Given information START

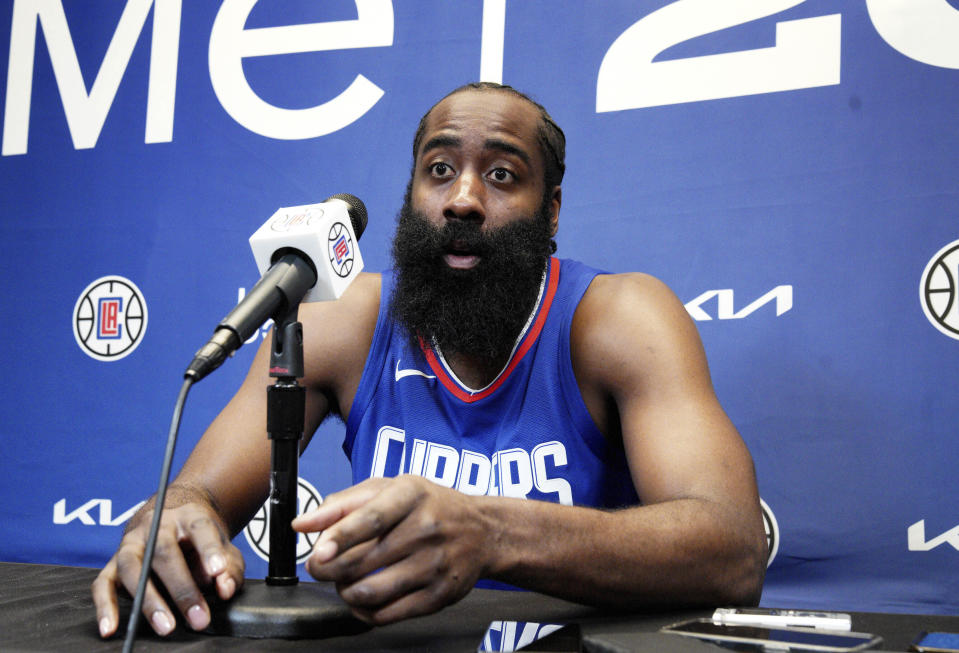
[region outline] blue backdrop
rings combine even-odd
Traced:
[[[566,131],[560,254],[696,319],[764,604],[959,610],[957,0],[2,0],[0,559],[107,560],[250,234],[353,193],[386,268],[416,122],[480,78]],[[253,351],[191,394],[178,465]],[[341,438],[304,502],[348,483]]]

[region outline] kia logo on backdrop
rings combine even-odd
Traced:
[[[713,302],[712,300],[716,300]],[[743,302],[745,303],[745,302]],[[707,290],[693,300],[686,302],[686,312],[697,322],[717,320],[741,320],[749,317],[766,304],[772,304],[776,309],[776,317],[787,313],[793,308],[793,287],[790,285],[776,286],[769,292],[761,295],[745,306],[737,309],[737,299],[732,288],[722,290]],[[715,306],[715,312],[710,313],[707,308]]]
[[[73,307],[73,336],[87,356],[116,361],[133,353],[147,330],[147,304],[136,284],[100,277]]]
[[[935,530],[927,533],[926,520],[920,519],[906,531],[906,541],[910,551],[932,551],[944,544],[959,551],[959,526],[954,526],[942,533],[937,533]]]
[[[938,252],[926,265],[919,282],[919,303],[932,326],[941,333],[959,340],[959,240]]]

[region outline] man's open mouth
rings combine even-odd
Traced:
[[[480,255],[461,241],[453,241],[445,248],[443,260],[451,268],[468,270],[476,267],[480,261]]]

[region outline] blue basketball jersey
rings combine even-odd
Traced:
[[[389,315],[394,278],[384,274],[343,443],[354,483],[408,473],[467,494],[636,505],[622,445],[594,424],[570,359],[573,312],[599,273],[550,259],[509,362],[481,389],[460,383],[436,349],[410,344]]]

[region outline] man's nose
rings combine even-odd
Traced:
[[[470,220],[482,223],[486,219],[483,209],[485,186],[479,175],[463,172],[456,178],[449,190],[443,217],[447,220]]]

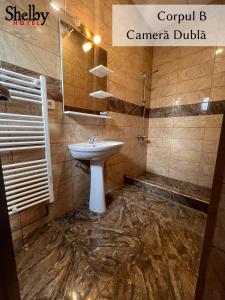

Given information END

Problem: Set all of the records down once more, letter for letter, with the images removed.

Output of the exercise:
[region outline] blue backdrop
rings combine even-odd
Traced:
[[[566,131],[560,254],[696,319],[764,604],[959,610],[957,0],[2,0],[0,559],[107,560],[250,234],[353,193],[386,268],[416,122],[480,78]],[[253,351],[191,394],[178,465]],[[341,438],[304,502],[348,483]]]

[region outline] kia logo on backdrop
rings combine even-odd
Traced:
[[[713,302],[712,300],[716,300]],[[743,302],[745,303],[745,302]],[[707,290],[693,300],[686,302],[686,312],[697,322],[717,320],[741,320],[749,317],[766,304],[772,304],[776,309],[776,317],[787,313],[793,308],[793,287],[790,285],[776,286],[769,292],[761,295],[745,306],[737,309],[737,299],[732,288],[722,290]],[[715,306],[715,312],[710,313],[707,308]]]
[[[73,307],[73,336],[87,356],[116,361],[133,353],[147,330],[147,304],[136,284],[100,277]]]
[[[935,530],[927,533],[926,520],[920,519],[906,531],[906,541],[910,551],[932,551],[944,544],[959,551],[959,526],[954,526],[942,533],[937,533]]]
[[[938,252],[926,265],[919,282],[919,303],[932,326],[941,333],[959,340],[959,240]]]

[region outline] man's open mouth
rings combine even-odd
Traced:
[[[480,255],[461,241],[453,241],[445,248],[443,260],[451,268],[468,270],[476,267],[480,261]]]

[region outline] blue basketball jersey
rings combine even-odd
Traced:
[[[389,315],[394,278],[384,274],[343,443],[354,483],[408,473],[467,494],[636,505],[622,445],[594,424],[570,359],[573,312],[599,273],[550,259],[509,362],[481,389],[460,383],[436,349],[410,344]]]

[region outline] man's nose
rings combine even-odd
Traced:
[[[470,220],[482,223],[486,219],[483,209],[485,186],[479,175],[463,172],[456,178],[449,190],[443,217],[447,220]]]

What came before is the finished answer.